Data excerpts
^^^^^^^^^^^^^^^^

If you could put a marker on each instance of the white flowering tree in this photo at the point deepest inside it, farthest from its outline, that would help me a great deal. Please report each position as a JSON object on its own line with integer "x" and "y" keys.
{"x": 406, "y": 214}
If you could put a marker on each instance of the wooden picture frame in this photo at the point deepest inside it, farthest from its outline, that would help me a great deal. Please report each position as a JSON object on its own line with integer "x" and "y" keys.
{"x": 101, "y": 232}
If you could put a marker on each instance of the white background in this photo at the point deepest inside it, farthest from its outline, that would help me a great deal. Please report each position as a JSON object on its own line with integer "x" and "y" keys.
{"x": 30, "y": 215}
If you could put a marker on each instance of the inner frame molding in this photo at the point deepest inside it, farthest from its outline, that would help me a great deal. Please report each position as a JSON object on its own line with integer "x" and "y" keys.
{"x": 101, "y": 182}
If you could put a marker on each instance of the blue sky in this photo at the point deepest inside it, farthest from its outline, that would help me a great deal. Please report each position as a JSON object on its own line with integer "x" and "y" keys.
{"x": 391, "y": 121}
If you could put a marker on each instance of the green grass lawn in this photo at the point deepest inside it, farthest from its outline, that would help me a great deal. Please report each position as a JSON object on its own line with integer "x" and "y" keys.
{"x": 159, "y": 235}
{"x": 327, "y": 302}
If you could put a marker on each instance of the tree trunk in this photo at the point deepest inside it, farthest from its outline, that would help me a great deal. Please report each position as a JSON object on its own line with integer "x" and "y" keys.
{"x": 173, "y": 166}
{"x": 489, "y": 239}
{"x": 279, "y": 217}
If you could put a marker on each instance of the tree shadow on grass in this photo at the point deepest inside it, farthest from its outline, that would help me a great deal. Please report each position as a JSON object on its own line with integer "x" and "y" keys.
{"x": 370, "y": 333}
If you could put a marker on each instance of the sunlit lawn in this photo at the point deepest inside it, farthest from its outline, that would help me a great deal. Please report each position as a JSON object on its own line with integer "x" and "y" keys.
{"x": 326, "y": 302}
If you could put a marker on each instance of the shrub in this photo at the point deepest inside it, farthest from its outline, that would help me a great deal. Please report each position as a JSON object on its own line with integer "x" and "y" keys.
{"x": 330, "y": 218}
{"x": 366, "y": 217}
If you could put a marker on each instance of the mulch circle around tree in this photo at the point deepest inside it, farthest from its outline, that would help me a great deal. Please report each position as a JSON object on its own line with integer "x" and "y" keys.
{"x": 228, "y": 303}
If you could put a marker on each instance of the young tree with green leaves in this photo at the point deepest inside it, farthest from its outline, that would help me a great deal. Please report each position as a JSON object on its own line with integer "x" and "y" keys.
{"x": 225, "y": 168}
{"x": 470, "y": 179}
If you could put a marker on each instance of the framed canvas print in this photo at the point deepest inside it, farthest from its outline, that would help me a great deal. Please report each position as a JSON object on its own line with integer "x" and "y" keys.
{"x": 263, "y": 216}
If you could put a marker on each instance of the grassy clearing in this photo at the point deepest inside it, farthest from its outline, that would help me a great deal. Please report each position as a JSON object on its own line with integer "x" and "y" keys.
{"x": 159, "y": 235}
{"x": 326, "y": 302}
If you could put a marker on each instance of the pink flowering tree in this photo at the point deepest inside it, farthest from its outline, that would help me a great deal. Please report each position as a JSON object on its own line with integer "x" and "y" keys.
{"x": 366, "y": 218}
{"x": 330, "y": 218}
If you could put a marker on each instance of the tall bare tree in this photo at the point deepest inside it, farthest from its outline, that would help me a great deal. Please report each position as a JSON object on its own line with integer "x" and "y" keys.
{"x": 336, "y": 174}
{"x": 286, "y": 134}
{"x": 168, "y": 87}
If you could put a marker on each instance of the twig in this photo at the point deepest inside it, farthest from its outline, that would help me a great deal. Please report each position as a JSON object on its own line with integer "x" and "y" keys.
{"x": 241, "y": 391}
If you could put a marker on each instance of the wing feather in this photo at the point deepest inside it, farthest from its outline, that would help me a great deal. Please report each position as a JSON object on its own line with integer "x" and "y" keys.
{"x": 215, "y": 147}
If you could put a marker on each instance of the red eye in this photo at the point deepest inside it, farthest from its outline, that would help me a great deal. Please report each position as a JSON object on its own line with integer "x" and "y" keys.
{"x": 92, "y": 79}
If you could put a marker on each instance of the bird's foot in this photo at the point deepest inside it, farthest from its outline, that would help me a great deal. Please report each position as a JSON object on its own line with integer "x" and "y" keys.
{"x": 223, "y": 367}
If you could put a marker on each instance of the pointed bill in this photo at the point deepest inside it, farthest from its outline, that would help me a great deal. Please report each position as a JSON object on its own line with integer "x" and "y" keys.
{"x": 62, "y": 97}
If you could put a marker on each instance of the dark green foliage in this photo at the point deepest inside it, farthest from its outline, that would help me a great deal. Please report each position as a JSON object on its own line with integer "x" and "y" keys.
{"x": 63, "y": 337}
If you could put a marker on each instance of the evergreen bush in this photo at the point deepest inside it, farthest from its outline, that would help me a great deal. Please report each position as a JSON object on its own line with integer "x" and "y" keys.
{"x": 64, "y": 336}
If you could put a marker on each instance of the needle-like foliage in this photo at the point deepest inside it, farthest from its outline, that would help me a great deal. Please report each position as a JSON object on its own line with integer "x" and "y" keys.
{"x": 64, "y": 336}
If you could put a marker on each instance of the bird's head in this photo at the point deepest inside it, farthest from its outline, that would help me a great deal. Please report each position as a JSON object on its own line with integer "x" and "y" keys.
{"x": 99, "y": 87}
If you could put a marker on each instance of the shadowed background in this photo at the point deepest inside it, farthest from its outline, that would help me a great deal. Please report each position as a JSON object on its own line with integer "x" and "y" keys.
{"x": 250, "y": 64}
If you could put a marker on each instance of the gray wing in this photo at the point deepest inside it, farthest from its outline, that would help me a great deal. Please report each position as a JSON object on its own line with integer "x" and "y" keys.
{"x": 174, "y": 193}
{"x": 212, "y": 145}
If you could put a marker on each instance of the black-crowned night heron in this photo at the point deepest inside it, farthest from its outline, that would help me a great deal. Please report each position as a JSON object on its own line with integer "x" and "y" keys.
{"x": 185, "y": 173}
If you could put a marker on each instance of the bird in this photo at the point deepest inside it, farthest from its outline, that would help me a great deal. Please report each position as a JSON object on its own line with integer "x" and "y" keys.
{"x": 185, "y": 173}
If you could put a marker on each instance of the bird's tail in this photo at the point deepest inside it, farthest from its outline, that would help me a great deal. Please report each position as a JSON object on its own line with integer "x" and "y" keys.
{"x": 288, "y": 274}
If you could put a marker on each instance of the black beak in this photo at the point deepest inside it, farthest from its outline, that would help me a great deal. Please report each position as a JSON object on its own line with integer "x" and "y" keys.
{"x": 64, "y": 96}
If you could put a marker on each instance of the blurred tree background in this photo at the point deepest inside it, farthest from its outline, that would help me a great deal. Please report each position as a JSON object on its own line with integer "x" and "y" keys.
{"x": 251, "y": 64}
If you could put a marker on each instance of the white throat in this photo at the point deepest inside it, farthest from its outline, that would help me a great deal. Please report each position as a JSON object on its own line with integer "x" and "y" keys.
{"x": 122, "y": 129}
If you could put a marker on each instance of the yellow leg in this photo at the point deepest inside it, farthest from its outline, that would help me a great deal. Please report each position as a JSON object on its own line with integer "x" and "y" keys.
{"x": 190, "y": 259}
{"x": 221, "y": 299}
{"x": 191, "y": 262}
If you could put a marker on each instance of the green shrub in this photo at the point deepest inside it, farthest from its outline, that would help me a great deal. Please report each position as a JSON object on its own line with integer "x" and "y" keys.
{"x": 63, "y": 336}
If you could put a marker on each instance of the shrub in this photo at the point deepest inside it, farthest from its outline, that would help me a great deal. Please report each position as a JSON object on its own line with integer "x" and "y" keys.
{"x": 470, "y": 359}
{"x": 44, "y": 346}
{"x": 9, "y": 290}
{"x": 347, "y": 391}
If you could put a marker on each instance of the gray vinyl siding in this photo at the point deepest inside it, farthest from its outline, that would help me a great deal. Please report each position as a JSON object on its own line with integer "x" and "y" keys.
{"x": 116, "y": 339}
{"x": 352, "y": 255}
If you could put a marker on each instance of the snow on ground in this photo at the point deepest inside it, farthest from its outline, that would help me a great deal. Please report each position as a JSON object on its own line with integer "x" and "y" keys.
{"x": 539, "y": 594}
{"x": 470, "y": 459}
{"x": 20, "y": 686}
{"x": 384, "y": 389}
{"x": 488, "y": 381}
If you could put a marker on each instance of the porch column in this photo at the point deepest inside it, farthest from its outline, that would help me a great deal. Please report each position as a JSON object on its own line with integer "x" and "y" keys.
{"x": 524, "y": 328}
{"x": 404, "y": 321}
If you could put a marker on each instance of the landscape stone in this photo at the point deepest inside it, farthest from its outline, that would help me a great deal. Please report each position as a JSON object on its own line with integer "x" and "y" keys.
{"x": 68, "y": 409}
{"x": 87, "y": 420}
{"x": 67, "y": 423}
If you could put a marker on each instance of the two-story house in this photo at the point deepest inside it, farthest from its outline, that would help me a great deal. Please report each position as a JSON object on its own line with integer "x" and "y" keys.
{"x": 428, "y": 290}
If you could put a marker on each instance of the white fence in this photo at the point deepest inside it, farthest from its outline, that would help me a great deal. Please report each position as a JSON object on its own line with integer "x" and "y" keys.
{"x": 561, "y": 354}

^^^^^^^^^^^^^^^^

(The problem): What is needed is an exact copy of the lines from the one containing "the white fence" through the final line of the data, both included, and nothing more.

(Task result):
If you could put a marker on each instance of the white fence in this photo at the point deepest inside it, farthest from its outline, that would help me a great deal. Please report each position as a JSON object on its own line with integer "x" and "y" keys.
{"x": 561, "y": 354}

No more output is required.